BEGIN Source data
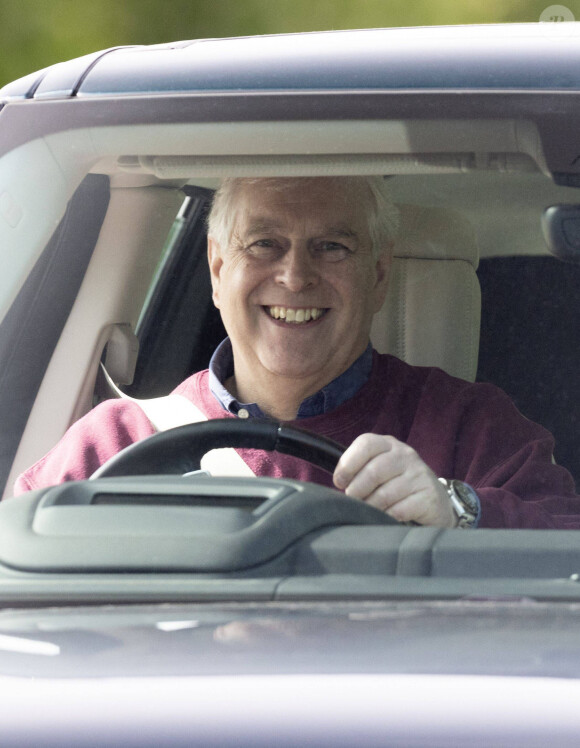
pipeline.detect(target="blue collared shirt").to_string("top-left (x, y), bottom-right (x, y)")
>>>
top-left (208, 337), bottom-right (373, 419)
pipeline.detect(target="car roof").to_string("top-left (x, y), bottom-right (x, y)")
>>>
top-left (3, 23), bottom-right (580, 102)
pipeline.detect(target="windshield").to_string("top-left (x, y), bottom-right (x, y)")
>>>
top-left (0, 27), bottom-right (579, 597)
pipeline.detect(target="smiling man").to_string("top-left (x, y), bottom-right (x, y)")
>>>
top-left (14, 177), bottom-right (580, 529)
top-left (208, 178), bottom-right (391, 421)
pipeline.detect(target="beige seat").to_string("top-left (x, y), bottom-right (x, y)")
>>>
top-left (371, 204), bottom-right (481, 382)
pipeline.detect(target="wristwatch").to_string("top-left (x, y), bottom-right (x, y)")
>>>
top-left (438, 478), bottom-right (479, 528)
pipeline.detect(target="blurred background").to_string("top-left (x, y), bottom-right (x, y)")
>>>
top-left (0, 0), bottom-right (576, 86)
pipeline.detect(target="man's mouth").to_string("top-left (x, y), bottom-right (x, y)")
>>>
top-left (267, 306), bottom-right (327, 324)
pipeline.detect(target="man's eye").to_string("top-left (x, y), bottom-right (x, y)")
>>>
top-left (316, 242), bottom-right (351, 261)
top-left (247, 239), bottom-right (279, 255)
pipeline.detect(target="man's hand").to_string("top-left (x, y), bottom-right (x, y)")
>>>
top-left (333, 433), bottom-right (457, 527)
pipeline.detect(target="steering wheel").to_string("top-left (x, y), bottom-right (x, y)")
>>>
top-left (91, 418), bottom-right (346, 479)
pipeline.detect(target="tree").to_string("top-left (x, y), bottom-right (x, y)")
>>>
top-left (0, 0), bottom-right (566, 87)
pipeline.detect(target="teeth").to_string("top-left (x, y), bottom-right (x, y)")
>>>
top-left (268, 306), bottom-right (325, 324)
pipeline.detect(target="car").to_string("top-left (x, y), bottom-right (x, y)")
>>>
top-left (1, 21), bottom-right (580, 746)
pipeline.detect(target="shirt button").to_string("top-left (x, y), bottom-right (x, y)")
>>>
top-left (238, 408), bottom-right (250, 419)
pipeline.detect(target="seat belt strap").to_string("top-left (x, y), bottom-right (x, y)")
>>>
top-left (100, 363), bottom-right (255, 478)
top-left (136, 393), bottom-right (208, 432)
top-left (136, 393), bottom-right (256, 477)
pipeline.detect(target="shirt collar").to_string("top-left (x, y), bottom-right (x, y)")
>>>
top-left (209, 337), bottom-right (372, 419)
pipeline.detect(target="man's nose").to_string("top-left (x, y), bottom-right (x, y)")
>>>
top-left (274, 246), bottom-right (319, 291)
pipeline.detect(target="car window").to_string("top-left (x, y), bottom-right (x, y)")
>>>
top-left (125, 186), bottom-right (225, 399)
top-left (0, 175), bottom-right (110, 489)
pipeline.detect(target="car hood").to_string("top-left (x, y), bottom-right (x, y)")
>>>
top-left (0, 598), bottom-right (579, 679)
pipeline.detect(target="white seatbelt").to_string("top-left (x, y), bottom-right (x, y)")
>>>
top-left (136, 394), bottom-right (256, 477)
top-left (101, 366), bottom-right (254, 477)
top-left (136, 393), bottom-right (208, 432)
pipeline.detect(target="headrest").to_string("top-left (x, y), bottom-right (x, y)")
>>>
top-left (393, 204), bottom-right (479, 268)
top-left (371, 204), bottom-right (481, 382)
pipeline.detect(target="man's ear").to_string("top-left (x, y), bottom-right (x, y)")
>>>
top-left (207, 236), bottom-right (223, 309)
top-left (372, 247), bottom-right (392, 313)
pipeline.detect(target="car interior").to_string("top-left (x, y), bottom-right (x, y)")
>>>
top-left (1, 116), bottom-right (580, 592)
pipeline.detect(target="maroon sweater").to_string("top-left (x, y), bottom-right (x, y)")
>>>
top-left (14, 352), bottom-right (580, 528)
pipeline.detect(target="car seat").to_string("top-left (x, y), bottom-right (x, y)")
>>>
top-left (477, 255), bottom-right (580, 486)
top-left (371, 204), bottom-right (481, 382)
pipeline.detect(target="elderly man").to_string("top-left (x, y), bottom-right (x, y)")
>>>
top-left (14, 177), bottom-right (580, 528)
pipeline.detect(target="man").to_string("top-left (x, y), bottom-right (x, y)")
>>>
top-left (14, 177), bottom-right (580, 528)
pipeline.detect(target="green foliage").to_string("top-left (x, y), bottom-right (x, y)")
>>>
top-left (0, 0), bottom-right (576, 87)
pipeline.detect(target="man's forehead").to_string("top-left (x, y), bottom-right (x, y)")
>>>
top-left (240, 215), bottom-right (360, 239)
top-left (236, 177), bottom-right (362, 204)
top-left (234, 179), bottom-right (367, 232)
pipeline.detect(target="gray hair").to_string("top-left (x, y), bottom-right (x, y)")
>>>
top-left (207, 176), bottom-right (400, 258)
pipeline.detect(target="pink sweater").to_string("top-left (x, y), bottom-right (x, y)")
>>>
top-left (14, 352), bottom-right (580, 529)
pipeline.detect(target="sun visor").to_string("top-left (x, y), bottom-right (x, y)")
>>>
top-left (122, 153), bottom-right (541, 180)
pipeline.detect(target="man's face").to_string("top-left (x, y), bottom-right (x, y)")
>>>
top-left (208, 178), bottom-right (391, 403)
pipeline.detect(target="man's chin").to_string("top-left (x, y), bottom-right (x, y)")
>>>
top-left (259, 354), bottom-right (336, 385)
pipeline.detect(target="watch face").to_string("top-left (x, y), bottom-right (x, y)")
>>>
top-left (452, 480), bottom-right (479, 514)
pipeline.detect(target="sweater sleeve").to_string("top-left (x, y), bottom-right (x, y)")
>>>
top-left (449, 384), bottom-right (579, 529)
top-left (470, 440), bottom-right (579, 529)
top-left (13, 399), bottom-right (157, 495)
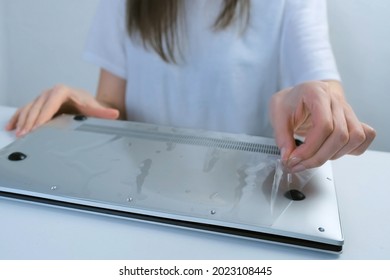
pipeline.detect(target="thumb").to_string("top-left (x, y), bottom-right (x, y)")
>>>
top-left (78, 100), bottom-right (120, 120)
top-left (274, 123), bottom-right (296, 166)
top-left (270, 89), bottom-right (296, 165)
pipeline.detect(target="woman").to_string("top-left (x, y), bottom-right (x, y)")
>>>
top-left (6, 0), bottom-right (376, 172)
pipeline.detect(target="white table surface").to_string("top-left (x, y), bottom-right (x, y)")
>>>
top-left (0, 105), bottom-right (389, 260)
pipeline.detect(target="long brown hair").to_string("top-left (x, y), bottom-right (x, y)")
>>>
top-left (126, 0), bottom-right (250, 63)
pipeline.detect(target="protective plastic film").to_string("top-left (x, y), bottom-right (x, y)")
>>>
top-left (270, 159), bottom-right (317, 218)
top-left (0, 115), bottom-right (316, 231)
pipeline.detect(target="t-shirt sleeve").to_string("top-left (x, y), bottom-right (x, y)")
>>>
top-left (280, 0), bottom-right (340, 88)
top-left (83, 0), bottom-right (127, 79)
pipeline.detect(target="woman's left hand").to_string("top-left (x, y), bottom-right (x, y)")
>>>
top-left (269, 80), bottom-right (376, 172)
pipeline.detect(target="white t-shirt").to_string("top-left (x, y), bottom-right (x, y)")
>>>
top-left (83, 0), bottom-right (340, 137)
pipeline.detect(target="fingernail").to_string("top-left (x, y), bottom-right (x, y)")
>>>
top-left (287, 157), bottom-right (302, 167)
top-left (290, 164), bottom-right (306, 173)
top-left (17, 129), bottom-right (27, 137)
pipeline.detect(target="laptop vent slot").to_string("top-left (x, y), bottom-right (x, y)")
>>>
top-left (77, 124), bottom-right (280, 155)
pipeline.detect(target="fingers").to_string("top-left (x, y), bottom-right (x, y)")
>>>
top-left (289, 122), bottom-right (375, 172)
top-left (271, 81), bottom-right (376, 173)
top-left (9, 86), bottom-right (69, 137)
top-left (75, 98), bottom-right (120, 120)
top-left (17, 89), bottom-right (63, 136)
top-left (292, 104), bottom-right (375, 171)
top-left (272, 82), bottom-right (335, 169)
top-left (5, 85), bottom-right (120, 137)
top-left (5, 108), bottom-right (22, 132)
top-left (33, 86), bottom-right (73, 127)
top-left (343, 123), bottom-right (376, 156)
top-left (14, 102), bottom-right (35, 137)
top-left (287, 92), bottom-right (347, 172)
top-left (329, 105), bottom-right (367, 160)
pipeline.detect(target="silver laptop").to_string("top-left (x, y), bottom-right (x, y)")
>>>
top-left (0, 115), bottom-right (343, 253)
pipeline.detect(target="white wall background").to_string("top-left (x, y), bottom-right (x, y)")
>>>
top-left (0, 0), bottom-right (7, 105)
top-left (0, 0), bottom-right (389, 152)
top-left (0, 0), bottom-right (99, 106)
top-left (327, 0), bottom-right (390, 152)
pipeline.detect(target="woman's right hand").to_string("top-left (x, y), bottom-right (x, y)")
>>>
top-left (5, 84), bottom-right (120, 137)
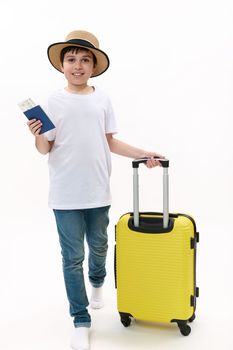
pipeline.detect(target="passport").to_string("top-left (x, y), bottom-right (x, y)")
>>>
top-left (18, 98), bottom-right (55, 134)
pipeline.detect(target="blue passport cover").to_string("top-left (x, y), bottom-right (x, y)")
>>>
top-left (24, 105), bottom-right (55, 134)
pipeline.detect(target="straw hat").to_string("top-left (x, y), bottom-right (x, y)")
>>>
top-left (47, 30), bottom-right (110, 77)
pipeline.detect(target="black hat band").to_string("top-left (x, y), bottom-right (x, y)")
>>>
top-left (67, 39), bottom-right (96, 49)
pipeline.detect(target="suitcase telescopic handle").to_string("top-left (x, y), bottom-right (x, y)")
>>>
top-left (132, 157), bottom-right (169, 229)
top-left (132, 157), bottom-right (169, 168)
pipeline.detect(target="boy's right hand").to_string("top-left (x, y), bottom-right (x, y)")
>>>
top-left (27, 119), bottom-right (43, 137)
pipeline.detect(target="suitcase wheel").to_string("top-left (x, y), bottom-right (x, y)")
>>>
top-left (177, 322), bottom-right (191, 336)
top-left (120, 313), bottom-right (131, 327)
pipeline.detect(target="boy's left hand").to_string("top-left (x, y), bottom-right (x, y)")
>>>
top-left (144, 152), bottom-right (165, 168)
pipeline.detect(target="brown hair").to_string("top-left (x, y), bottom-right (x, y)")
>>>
top-left (60, 46), bottom-right (97, 66)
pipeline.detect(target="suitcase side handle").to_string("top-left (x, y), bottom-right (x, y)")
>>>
top-left (132, 157), bottom-right (169, 168)
top-left (132, 157), bottom-right (169, 229)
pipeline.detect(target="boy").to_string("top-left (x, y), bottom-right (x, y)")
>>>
top-left (27, 30), bottom-right (163, 350)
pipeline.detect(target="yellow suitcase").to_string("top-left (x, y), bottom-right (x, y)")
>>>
top-left (115, 158), bottom-right (199, 336)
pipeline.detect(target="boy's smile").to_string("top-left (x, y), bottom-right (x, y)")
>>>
top-left (61, 49), bottom-right (96, 93)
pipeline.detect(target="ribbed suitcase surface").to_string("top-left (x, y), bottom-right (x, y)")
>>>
top-left (116, 213), bottom-right (197, 324)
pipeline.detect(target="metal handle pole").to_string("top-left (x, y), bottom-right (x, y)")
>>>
top-left (132, 158), bottom-right (170, 229)
top-left (163, 167), bottom-right (169, 228)
top-left (133, 168), bottom-right (139, 227)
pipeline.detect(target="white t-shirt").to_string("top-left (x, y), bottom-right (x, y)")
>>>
top-left (44, 87), bottom-right (117, 209)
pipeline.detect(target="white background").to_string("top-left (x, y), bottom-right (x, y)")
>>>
top-left (0, 0), bottom-right (233, 349)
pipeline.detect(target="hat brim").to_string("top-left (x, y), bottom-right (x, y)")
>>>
top-left (47, 42), bottom-right (110, 77)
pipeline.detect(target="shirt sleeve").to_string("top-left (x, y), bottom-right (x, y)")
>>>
top-left (105, 97), bottom-right (118, 134)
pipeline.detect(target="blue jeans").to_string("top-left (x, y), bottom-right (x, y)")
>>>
top-left (53, 206), bottom-right (110, 328)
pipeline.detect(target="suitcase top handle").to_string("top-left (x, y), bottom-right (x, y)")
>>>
top-left (132, 157), bottom-right (169, 168)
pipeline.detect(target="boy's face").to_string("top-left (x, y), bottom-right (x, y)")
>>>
top-left (60, 48), bottom-right (96, 89)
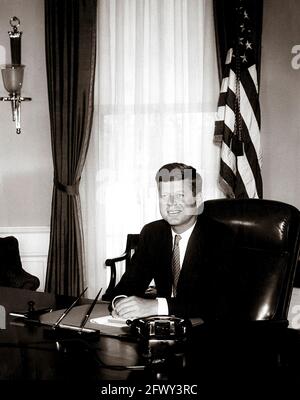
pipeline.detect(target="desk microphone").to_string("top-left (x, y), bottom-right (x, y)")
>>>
top-left (79, 287), bottom-right (102, 331)
top-left (44, 286), bottom-right (100, 341)
top-left (52, 287), bottom-right (88, 329)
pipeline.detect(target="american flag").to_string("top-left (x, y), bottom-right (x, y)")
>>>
top-left (214, 0), bottom-right (263, 199)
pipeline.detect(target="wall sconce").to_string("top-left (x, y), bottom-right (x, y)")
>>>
top-left (0, 17), bottom-right (31, 134)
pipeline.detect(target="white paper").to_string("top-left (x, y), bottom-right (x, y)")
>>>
top-left (90, 315), bottom-right (128, 327)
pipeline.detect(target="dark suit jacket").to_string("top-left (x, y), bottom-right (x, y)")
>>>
top-left (109, 214), bottom-right (228, 319)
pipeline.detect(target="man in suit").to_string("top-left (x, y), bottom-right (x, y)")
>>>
top-left (110, 162), bottom-right (221, 320)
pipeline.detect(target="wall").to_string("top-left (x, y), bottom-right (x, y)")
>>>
top-left (0, 0), bottom-right (52, 289)
top-left (260, 0), bottom-right (300, 209)
top-left (261, 0), bottom-right (300, 325)
top-left (0, 0), bottom-right (52, 227)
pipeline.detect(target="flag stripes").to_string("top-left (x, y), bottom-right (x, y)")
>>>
top-left (214, 1), bottom-right (263, 199)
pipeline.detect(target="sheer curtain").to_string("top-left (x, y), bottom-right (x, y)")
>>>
top-left (81, 0), bottom-right (222, 298)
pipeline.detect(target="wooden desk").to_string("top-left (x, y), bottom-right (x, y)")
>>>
top-left (1, 286), bottom-right (300, 397)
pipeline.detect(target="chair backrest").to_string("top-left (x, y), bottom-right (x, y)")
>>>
top-left (124, 234), bottom-right (140, 271)
top-left (202, 199), bottom-right (300, 322)
top-left (0, 236), bottom-right (40, 290)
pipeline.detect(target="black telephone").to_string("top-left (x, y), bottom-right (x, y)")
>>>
top-left (128, 315), bottom-right (191, 341)
top-left (128, 316), bottom-right (191, 375)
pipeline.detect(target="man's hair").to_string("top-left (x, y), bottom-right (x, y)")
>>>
top-left (155, 162), bottom-right (202, 196)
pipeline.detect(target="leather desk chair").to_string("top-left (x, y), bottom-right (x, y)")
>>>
top-left (188, 199), bottom-right (300, 375)
top-left (0, 236), bottom-right (40, 290)
top-left (203, 198), bottom-right (300, 324)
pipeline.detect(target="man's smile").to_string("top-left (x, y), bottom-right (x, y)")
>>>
top-left (167, 209), bottom-right (182, 215)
END Source data
Note how many lines in the listing above hold the string "brown", then give only that figure.

2